··· MATERIAL PROVIDED

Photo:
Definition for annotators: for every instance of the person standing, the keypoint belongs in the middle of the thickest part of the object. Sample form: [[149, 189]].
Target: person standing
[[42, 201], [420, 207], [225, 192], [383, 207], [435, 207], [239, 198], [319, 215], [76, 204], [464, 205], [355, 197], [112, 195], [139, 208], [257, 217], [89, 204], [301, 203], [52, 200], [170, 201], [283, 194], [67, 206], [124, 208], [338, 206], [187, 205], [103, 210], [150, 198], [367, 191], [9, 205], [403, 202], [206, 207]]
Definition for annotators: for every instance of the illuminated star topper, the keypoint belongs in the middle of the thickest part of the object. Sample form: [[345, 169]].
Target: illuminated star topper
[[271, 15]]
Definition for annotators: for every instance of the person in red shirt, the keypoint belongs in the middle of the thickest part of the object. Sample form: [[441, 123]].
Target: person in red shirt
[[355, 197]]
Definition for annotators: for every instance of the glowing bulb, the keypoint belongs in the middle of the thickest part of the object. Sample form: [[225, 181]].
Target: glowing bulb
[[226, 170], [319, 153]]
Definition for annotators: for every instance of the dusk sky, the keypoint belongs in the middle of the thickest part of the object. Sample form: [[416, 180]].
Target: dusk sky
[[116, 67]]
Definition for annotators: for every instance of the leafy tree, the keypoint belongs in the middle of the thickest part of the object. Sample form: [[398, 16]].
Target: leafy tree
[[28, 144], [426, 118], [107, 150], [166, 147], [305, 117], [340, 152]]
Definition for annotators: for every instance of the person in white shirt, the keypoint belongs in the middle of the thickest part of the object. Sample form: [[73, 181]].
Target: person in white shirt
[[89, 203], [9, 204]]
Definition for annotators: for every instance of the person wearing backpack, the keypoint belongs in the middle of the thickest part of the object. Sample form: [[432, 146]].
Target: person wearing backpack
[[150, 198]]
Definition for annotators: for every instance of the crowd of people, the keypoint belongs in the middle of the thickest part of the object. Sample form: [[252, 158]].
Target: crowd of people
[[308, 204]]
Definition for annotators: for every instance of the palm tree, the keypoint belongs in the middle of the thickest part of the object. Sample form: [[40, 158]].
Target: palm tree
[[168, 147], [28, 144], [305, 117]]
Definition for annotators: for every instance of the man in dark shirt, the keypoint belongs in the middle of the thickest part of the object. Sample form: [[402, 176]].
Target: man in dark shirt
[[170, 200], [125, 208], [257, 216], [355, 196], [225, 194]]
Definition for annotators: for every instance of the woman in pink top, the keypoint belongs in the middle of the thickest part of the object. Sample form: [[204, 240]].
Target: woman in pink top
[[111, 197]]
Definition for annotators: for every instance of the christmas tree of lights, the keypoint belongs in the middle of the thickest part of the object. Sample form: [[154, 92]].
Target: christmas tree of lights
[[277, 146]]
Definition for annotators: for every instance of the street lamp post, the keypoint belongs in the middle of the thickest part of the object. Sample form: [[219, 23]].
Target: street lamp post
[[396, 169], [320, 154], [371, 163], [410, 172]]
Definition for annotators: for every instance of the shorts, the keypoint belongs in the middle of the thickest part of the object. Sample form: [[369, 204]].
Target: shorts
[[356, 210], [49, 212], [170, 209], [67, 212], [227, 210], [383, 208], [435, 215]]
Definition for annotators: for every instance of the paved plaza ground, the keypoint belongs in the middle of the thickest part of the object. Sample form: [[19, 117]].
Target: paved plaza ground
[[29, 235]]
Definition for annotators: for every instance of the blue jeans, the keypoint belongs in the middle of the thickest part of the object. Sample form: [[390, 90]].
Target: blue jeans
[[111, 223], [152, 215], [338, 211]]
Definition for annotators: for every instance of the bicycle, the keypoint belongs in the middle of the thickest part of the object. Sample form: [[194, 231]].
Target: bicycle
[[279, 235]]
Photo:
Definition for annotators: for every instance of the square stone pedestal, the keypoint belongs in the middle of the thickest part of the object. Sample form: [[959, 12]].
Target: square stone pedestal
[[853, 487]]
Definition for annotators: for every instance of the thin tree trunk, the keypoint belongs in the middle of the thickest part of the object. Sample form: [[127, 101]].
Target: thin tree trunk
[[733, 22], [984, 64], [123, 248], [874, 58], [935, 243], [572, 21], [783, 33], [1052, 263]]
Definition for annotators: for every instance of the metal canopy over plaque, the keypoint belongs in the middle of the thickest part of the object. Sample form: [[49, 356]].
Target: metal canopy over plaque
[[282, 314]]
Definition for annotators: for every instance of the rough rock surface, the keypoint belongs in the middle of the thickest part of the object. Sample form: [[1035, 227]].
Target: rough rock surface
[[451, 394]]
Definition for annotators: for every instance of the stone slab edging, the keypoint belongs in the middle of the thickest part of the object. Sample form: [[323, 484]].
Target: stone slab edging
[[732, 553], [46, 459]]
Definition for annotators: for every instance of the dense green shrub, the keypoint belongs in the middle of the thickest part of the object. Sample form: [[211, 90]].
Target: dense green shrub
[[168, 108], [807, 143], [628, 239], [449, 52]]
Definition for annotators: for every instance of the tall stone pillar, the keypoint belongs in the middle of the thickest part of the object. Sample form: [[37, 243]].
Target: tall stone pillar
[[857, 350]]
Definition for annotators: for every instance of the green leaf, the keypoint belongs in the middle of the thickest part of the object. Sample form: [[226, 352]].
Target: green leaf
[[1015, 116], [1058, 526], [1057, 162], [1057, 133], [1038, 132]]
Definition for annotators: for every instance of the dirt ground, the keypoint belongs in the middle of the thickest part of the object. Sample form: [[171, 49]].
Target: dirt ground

······
··· MATERIAL PROVIDED

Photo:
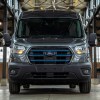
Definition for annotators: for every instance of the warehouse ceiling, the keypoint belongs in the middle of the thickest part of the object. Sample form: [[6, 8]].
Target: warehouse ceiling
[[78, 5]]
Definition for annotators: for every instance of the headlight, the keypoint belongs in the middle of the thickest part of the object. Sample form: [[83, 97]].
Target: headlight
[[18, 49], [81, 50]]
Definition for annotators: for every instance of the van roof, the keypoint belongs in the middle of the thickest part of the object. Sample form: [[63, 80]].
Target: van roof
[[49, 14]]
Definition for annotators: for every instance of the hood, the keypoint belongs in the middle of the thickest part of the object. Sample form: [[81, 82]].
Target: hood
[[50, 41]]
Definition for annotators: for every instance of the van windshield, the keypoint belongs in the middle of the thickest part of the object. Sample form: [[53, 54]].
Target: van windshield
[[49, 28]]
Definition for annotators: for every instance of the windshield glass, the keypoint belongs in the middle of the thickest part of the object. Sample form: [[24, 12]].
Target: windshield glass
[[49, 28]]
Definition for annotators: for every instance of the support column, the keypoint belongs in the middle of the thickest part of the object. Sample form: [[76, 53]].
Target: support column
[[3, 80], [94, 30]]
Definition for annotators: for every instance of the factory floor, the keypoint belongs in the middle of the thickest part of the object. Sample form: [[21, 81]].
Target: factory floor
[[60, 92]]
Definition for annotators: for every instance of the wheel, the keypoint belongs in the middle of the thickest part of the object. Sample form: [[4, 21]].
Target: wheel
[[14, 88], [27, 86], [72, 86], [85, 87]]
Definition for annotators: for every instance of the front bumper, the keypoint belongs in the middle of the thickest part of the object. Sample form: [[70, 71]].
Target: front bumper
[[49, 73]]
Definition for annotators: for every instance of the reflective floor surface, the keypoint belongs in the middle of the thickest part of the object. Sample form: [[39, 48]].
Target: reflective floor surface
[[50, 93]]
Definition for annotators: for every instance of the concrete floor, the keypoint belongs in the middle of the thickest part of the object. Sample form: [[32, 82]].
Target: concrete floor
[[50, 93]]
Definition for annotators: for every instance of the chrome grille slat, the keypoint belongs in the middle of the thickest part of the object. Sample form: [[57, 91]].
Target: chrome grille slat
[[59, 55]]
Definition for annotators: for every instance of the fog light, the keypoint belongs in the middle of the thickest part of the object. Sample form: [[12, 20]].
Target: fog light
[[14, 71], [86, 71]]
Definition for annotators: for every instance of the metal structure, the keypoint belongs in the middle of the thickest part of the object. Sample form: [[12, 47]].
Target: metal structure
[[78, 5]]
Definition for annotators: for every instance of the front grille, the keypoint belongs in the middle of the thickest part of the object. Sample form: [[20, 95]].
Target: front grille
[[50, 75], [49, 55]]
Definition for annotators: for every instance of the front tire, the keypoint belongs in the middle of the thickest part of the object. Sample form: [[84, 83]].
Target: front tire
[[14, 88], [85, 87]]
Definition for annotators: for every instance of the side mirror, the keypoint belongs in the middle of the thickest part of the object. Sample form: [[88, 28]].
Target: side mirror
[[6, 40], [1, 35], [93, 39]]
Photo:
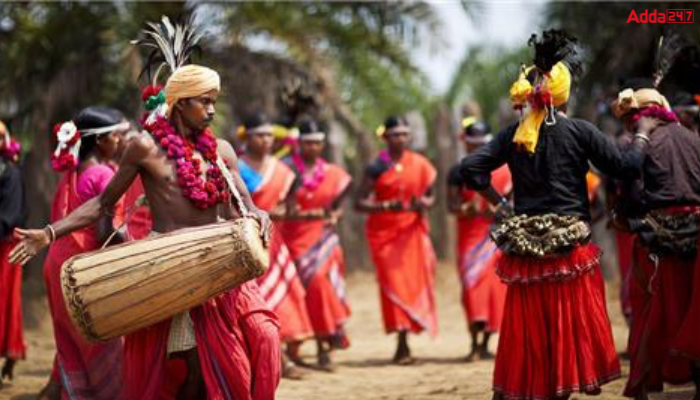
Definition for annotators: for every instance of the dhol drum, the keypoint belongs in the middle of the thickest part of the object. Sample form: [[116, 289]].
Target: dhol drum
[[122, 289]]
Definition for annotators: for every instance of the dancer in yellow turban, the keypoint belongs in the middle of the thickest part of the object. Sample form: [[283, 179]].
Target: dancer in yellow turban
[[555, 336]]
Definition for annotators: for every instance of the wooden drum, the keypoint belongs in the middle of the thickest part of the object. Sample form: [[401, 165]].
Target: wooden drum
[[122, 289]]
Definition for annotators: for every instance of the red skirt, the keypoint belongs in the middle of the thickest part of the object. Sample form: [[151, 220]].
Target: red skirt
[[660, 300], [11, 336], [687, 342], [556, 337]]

······
··· MATERIAL PROVIDED

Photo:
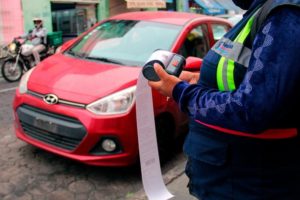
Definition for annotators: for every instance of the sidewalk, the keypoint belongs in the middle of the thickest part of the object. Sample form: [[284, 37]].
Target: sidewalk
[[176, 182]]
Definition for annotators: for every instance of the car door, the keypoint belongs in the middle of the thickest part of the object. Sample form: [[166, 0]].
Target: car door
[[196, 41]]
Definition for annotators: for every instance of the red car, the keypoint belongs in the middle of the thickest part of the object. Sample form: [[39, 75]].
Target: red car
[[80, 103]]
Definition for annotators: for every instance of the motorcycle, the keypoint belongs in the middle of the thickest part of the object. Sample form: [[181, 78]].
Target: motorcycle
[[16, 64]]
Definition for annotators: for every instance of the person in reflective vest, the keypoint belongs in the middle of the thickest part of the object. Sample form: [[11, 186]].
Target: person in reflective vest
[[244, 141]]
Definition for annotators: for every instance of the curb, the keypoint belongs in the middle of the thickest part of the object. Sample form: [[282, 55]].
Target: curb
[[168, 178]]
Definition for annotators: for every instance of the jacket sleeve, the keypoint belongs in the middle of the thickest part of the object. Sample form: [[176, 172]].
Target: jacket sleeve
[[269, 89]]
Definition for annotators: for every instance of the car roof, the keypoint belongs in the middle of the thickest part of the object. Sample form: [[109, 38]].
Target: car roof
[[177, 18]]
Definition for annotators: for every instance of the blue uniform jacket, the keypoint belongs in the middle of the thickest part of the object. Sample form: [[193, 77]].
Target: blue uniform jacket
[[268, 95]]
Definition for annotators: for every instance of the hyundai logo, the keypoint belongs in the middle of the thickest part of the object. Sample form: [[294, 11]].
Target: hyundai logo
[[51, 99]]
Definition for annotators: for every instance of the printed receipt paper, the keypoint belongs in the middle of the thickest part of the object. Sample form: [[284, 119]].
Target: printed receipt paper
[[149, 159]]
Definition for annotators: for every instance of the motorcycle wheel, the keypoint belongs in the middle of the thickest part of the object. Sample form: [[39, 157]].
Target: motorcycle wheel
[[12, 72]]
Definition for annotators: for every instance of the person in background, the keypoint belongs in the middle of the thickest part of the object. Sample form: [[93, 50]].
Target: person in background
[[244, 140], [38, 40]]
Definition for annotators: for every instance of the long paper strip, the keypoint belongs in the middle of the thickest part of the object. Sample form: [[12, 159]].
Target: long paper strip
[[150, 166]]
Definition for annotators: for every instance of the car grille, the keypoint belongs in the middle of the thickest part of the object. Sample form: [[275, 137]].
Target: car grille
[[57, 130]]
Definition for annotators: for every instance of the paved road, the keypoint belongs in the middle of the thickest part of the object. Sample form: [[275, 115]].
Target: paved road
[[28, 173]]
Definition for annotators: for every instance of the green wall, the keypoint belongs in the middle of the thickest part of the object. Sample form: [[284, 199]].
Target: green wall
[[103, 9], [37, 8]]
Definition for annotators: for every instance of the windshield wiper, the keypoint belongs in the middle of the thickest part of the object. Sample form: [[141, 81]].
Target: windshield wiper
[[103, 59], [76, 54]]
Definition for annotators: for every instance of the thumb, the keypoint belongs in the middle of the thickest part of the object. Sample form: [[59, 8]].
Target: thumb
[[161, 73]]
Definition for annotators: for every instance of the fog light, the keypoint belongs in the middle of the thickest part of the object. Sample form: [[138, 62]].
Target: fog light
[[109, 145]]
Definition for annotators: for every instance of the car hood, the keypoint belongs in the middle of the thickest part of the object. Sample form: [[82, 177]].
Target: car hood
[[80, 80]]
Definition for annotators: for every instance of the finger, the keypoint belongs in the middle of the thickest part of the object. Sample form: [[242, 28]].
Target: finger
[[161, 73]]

······

◆ PROMPT ◆
Report every line of the data in which "dirt" appears.

◆ RESULT OF THE TASK ◆
Definition for annotators: for every instance of the dirt ground, the keypoint belongs in the middle of the thickest part of the object. Sample form: [[171, 49]].
Target: dirt ground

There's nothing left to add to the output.